***** Items

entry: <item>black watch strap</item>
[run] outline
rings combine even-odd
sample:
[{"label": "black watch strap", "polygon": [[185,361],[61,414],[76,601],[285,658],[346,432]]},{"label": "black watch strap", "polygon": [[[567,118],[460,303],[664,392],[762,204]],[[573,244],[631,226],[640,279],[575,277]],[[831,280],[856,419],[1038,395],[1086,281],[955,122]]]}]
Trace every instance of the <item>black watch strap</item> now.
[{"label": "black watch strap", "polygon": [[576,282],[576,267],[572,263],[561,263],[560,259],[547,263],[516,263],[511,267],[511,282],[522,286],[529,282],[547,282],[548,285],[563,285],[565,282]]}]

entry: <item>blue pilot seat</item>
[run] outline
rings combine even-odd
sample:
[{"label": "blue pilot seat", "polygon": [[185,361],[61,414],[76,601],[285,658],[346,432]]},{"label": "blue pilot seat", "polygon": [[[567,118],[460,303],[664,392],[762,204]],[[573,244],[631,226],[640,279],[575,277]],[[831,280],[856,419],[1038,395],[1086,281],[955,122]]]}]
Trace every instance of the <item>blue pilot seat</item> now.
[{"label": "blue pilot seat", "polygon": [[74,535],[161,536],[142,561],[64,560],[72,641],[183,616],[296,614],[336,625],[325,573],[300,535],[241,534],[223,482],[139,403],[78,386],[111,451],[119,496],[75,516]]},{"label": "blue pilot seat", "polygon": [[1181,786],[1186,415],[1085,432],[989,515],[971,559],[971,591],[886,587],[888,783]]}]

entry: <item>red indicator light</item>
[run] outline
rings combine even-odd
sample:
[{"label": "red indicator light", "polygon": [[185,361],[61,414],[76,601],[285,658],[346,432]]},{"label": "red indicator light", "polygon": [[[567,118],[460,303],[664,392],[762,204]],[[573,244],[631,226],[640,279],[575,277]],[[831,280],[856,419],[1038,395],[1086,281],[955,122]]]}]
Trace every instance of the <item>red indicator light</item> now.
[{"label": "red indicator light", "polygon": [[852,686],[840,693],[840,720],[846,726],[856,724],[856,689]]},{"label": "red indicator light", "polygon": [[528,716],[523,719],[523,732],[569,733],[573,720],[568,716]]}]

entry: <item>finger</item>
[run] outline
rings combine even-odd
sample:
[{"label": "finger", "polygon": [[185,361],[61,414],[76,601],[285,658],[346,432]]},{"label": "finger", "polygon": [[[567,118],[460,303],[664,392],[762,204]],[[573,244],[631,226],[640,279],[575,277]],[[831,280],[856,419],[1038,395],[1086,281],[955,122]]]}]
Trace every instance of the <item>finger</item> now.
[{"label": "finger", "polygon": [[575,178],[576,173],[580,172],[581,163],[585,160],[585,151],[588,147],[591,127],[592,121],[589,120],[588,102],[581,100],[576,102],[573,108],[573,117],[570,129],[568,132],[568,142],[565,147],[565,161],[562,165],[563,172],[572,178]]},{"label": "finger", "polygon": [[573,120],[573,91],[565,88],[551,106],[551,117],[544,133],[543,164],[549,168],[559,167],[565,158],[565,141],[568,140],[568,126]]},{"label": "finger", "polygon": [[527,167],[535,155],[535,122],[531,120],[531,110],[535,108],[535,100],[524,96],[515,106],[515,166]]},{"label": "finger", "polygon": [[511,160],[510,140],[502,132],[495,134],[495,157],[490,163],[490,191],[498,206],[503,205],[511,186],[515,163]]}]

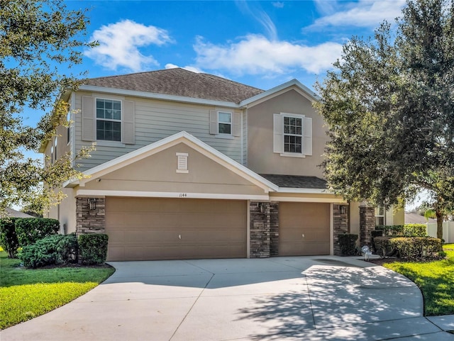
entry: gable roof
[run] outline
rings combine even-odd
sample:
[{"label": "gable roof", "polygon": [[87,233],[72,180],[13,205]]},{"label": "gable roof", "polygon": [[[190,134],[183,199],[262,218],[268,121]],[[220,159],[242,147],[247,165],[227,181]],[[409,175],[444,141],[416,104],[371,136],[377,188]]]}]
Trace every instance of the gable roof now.
[{"label": "gable roof", "polygon": [[279,187],[326,189],[326,181],[316,177],[302,175],[260,174]]},{"label": "gable roof", "polygon": [[131,164],[136,161],[143,160],[148,156],[159,152],[180,142],[187,144],[198,152],[203,153],[206,157],[216,161],[232,172],[234,172],[236,174],[243,177],[244,179],[252,182],[256,186],[262,188],[265,193],[267,193],[268,191],[277,191],[278,190],[278,186],[276,186],[276,184],[260,176],[257,173],[255,173],[248,167],[237,162],[233,159],[226,157],[221,152],[201,141],[186,131],[181,131],[160,140],[154,143],[145,145],[114,160],[107,161],[99,166],[91,168],[84,172],[84,174],[89,177],[90,179],[69,180],[63,184],[63,186],[74,187],[77,185],[83,186],[86,182],[93,181],[97,177]]},{"label": "gable roof", "polygon": [[181,68],[92,78],[84,84],[239,104],[264,92],[213,74]]}]

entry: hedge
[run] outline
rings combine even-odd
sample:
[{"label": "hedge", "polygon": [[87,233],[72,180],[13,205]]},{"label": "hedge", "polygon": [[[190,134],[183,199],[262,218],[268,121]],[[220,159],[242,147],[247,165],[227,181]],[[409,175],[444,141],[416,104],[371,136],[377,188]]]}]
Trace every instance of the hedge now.
[{"label": "hedge", "polygon": [[104,233],[80,235],[77,239],[81,261],[87,264],[103,264],[107,258],[109,237]]},{"label": "hedge", "polygon": [[377,237],[375,242],[381,257],[397,256],[408,260],[436,258],[442,245],[441,239],[431,237]]},{"label": "hedge", "polygon": [[60,230],[56,219],[44,218],[4,218],[0,219],[0,246],[8,257],[16,258],[19,247],[29,245]]},{"label": "hedge", "polygon": [[19,258],[26,267],[60,265],[77,262],[77,239],[75,234],[54,235],[24,246]]},{"label": "hedge", "polygon": [[358,235],[344,233],[338,236],[338,243],[343,256],[353,256],[356,251]]},{"label": "hedge", "polygon": [[427,230],[424,224],[406,224],[380,225],[376,230],[382,230],[383,235],[392,237],[427,237]]}]

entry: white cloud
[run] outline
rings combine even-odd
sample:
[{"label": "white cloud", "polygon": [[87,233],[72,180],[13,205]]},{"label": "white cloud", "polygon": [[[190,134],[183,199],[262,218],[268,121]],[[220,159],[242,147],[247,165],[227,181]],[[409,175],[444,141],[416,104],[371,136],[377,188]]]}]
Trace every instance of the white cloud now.
[{"label": "white cloud", "polygon": [[167,30],[131,20],[103,26],[94,32],[92,39],[98,40],[99,45],[86,51],[85,55],[108,69],[121,67],[133,72],[159,65],[153,55],[143,55],[139,47],[172,42]]},{"label": "white cloud", "polygon": [[384,20],[394,21],[402,14],[404,5],[405,0],[360,0],[355,3],[317,0],[316,6],[324,16],[316,19],[306,28],[375,27]]},{"label": "white cloud", "polygon": [[226,45],[205,43],[198,37],[194,48],[198,67],[236,74],[285,74],[301,68],[318,74],[330,69],[342,52],[342,45],[336,43],[307,46],[270,40],[258,35]]},{"label": "white cloud", "polygon": [[172,64],[172,63],[168,63],[165,65],[165,69],[177,69],[177,67],[179,67],[181,69],[184,69],[185,70],[188,70],[188,71],[192,71],[192,72],[196,72],[197,74],[200,74],[200,73],[203,73],[204,72],[199,69],[198,67],[192,67],[189,65],[185,66],[185,67],[179,67],[178,65],[175,65],[175,64]]},{"label": "white cloud", "polygon": [[[277,39],[277,30],[275,23],[260,6],[258,2],[248,2],[245,0],[240,0],[236,1],[236,4],[243,13],[251,16],[263,26],[271,40],[276,40]],[[253,8],[251,9],[250,5],[252,5]]]}]

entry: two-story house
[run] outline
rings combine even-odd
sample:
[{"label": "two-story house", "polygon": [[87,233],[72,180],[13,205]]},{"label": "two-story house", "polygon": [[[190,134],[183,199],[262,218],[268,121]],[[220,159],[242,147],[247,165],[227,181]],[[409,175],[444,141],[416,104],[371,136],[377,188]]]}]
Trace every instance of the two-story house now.
[{"label": "two-story house", "polygon": [[326,190],[319,99],[297,80],[264,91],[171,69],[87,79],[64,99],[73,123],[42,152],[96,150],[49,216],[109,235],[109,260],[332,255],[338,234],[367,241],[375,225],[372,208]]}]

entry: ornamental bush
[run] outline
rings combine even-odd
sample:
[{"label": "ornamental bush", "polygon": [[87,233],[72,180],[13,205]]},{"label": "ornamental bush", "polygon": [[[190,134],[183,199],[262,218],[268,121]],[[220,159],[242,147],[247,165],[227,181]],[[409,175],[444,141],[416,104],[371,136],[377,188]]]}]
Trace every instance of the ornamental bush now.
[{"label": "ornamental bush", "polygon": [[107,258],[109,237],[104,233],[80,235],[78,238],[81,261],[87,264],[103,264]]},{"label": "ornamental bush", "polygon": [[19,242],[16,234],[16,220],[18,218],[0,219],[0,246],[8,253],[9,258],[16,258]]},{"label": "ornamental bush", "polygon": [[8,257],[16,258],[19,247],[33,244],[58,233],[60,223],[45,218],[4,218],[0,219],[0,246]]},{"label": "ornamental bush", "polygon": [[383,235],[392,237],[426,237],[427,231],[424,224],[406,224],[380,225],[376,230],[383,231]]},{"label": "ornamental bush", "polygon": [[77,261],[76,235],[54,235],[24,246],[19,259],[26,267],[35,269],[46,265],[60,265]]},{"label": "ornamental bush", "polygon": [[344,233],[338,236],[338,243],[343,256],[353,256],[356,251],[358,235]]},{"label": "ornamental bush", "polygon": [[26,218],[16,220],[16,234],[19,247],[30,245],[40,239],[60,231],[60,222],[57,219]]},{"label": "ornamental bush", "polygon": [[375,243],[382,257],[397,256],[415,261],[436,258],[441,250],[441,240],[431,237],[376,237]]}]

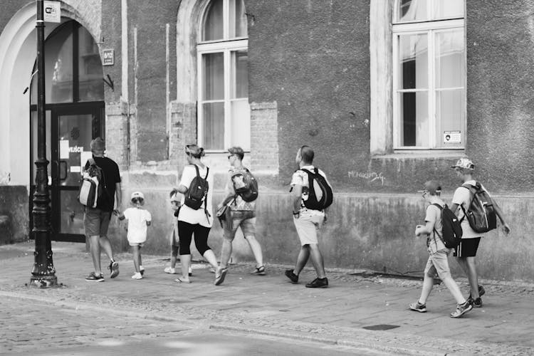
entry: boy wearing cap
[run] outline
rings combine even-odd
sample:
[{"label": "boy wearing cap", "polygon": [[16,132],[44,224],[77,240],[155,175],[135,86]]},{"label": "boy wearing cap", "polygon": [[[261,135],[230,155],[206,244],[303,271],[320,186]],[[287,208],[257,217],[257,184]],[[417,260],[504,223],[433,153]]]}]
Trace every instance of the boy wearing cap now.
[{"label": "boy wearing cap", "polygon": [[[456,176],[461,180],[463,184],[469,184],[473,187],[476,184],[476,181],[473,178],[475,165],[468,158],[461,158],[456,164],[451,166],[451,168],[454,169]],[[481,187],[482,189],[487,192],[482,184],[481,184]],[[461,186],[456,188],[452,198],[451,210],[456,214],[459,220],[461,221],[461,229],[464,231],[461,241],[456,247],[454,256],[458,257],[458,263],[467,275],[467,278],[469,281],[471,293],[468,300],[473,306],[481,308],[482,299],[480,297],[486,293],[486,290],[482,286],[478,286],[475,256],[478,249],[481,238],[483,237],[483,235],[473,231],[469,225],[469,221],[466,218],[464,218],[465,211],[468,209],[472,199],[469,189]],[[496,214],[503,224],[505,234],[508,234],[510,232],[510,226],[505,222],[501,208],[496,201],[493,201],[493,208]]]},{"label": "boy wearing cap", "polygon": [[[120,173],[119,166],[112,159],[104,157],[105,142],[100,137],[91,141],[91,152],[96,165],[102,169],[103,194],[98,197],[96,208],[85,206],[83,216],[83,227],[85,236],[90,241],[94,272],[85,278],[88,282],[103,282],[104,276],[100,268],[100,248],[110,258],[110,277],[114,278],[119,275],[119,263],[113,258],[113,251],[108,239],[108,228],[117,198],[117,211],[121,206]],[[89,162],[85,169],[89,167]]]},{"label": "boy wearing cap", "polygon": [[451,318],[460,318],[468,312],[473,306],[464,298],[458,285],[452,279],[451,270],[449,268],[447,256],[451,251],[445,247],[441,240],[443,224],[441,221],[441,209],[434,204],[444,206],[445,203],[440,198],[441,187],[436,181],[428,181],[424,184],[424,189],[419,191],[423,198],[430,205],[426,208],[426,216],[424,225],[417,225],[415,228],[415,236],[426,236],[426,248],[429,251],[429,259],[424,268],[423,289],[419,300],[409,305],[409,308],[419,313],[426,311],[426,299],[434,286],[434,276],[437,273],[444,284],[449,288],[456,300],[456,310],[451,313]]},{"label": "boy wearing cap", "polygon": [[141,192],[132,193],[132,207],[128,208],[119,215],[119,220],[128,220],[128,243],[132,246],[135,273],[132,279],[142,279],[145,268],[141,260],[141,248],[147,241],[147,226],[150,226],[152,216],[143,209],[145,195]]}]

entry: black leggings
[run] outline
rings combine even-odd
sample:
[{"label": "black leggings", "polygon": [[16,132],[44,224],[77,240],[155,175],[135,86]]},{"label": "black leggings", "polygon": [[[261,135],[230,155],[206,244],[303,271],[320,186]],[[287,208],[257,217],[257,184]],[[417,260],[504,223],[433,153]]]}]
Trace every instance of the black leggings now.
[{"label": "black leggings", "polygon": [[211,248],[208,246],[208,235],[211,228],[203,226],[199,224],[187,223],[178,221],[178,236],[180,238],[180,255],[190,255],[191,238],[194,234],[194,246],[201,256]]}]

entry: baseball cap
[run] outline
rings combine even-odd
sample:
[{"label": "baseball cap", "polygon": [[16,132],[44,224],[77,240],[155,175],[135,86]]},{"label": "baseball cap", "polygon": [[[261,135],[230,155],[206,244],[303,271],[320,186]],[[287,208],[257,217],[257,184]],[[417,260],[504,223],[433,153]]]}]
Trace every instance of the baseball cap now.
[{"label": "baseball cap", "polygon": [[91,141],[91,150],[93,151],[104,151],[105,150],[105,142],[102,140],[102,137],[96,137],[95,140]]},{"label": "baseball cap", "polygon": [[428,192],[431,195],[436,195],[441,192],[441,184],[435,180],[429,180],[424,184],[424,189],[423,190],[418,190],[419,193],[423,192]]},{"label": "baseball cap", "polygon": [[172,201],[180,201],[180,197],[178,196],[178,193],[174,193],[171,196],[171,202]]},{"label": "baseball cap", "polygon": [[475,165],[473,161],[467,157],[461,158],[456,164],[451,166],[451,168],[461,168],[462,169],[474,169]]},{"label": "baseball cap", "polygon": [[140,198],[145,200],[145,195],[140,192],[134,192],[132,193],[132,197],[130,198],[130,200],[133,200],[135,198]]}]

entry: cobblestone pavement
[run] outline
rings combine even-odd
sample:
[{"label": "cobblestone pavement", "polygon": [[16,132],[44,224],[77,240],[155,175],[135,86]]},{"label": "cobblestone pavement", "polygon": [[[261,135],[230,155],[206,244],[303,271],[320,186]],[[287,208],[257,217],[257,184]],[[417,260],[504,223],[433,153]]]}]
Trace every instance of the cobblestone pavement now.
[{"label": "cobblestone pavement", "polygon": [[[483,280],[484,306],[452,319],[448,315],[454,302],[442,286],[431,295],[428,313],[413,313],[407,305],[419,296],[420,281],[365,277],[362,271],[329,271],[330,287],[315,290],[288,283],[283,276],[285,266],[268,265],[267,276],[256,276],[248,274],[252,265],[239,263],[231,266],[224,283],[217,287],[213,273],[201,263],[194,266],[193,283],[176,283],[176,276],[162,273],[167,262],[161,256],[144,257],[146,278],[132,281],[130,256],[122,255],[117,278],[87,283],[83,277],[90,271],[90,256],[80,244],[55,243],[53,247],[58,281],[66,288],[28,288],[24,283],[29,281],[33,247],[19,244],[11,248],[26,248],[28,254],[0,261],[4,271],[0,295],[23,298],[25,304],[36,300],[74,310],[111,308],[121,318],[192,323],[213,330],[392,354],[534,354],[534,289],[528,283]],[[311,270],[306,270],[300,279],[313,278]],[[459,281],[466,293],[465,280]]]}]

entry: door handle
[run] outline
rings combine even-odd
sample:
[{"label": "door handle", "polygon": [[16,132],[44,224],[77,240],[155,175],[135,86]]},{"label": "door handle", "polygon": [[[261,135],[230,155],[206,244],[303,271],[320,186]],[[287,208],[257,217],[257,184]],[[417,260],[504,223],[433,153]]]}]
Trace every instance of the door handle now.
[{"label": "door handle", "polygon": [[[65,167],[65,176],[61,177],[61,165],[63,164]],[[59,161],[59,180],[65,180],[67,179],[67,161]]]}]

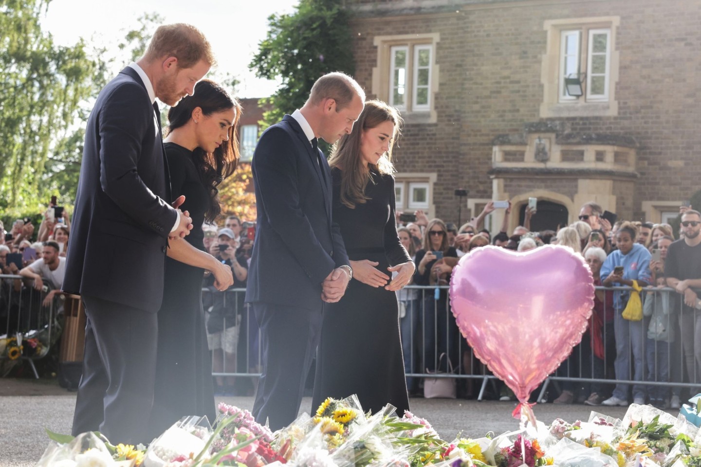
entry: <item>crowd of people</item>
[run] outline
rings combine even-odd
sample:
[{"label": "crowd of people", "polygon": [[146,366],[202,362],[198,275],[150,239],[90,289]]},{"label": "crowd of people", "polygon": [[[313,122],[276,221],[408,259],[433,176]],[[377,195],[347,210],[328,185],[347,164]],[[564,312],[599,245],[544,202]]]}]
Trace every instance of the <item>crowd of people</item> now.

**********

▸ **Task description**:
Transcribe the rows word for word, from the first line of the rows through the line containing "Trace every instance of the <item>black", both included.

▸ **Correct answer**:
entry: <item>black watch strap</item>
[run] outline
rings combine even-odd
sample:
[{"label": "black watch strap", "polygon": [[185,361],[61,414],[76,601],[285,658],[346,432]]},{"label": "black watch strap", "polygon": [[[567,118],[460,303],[664,392],[762,204]],[[573,244],[631,226],[640,279],[575,277]],[[831,280],[856,419],[1038,395],[1086,281],[955,122]]]}]
Trace every instance of the <item>black watch strap</item> now.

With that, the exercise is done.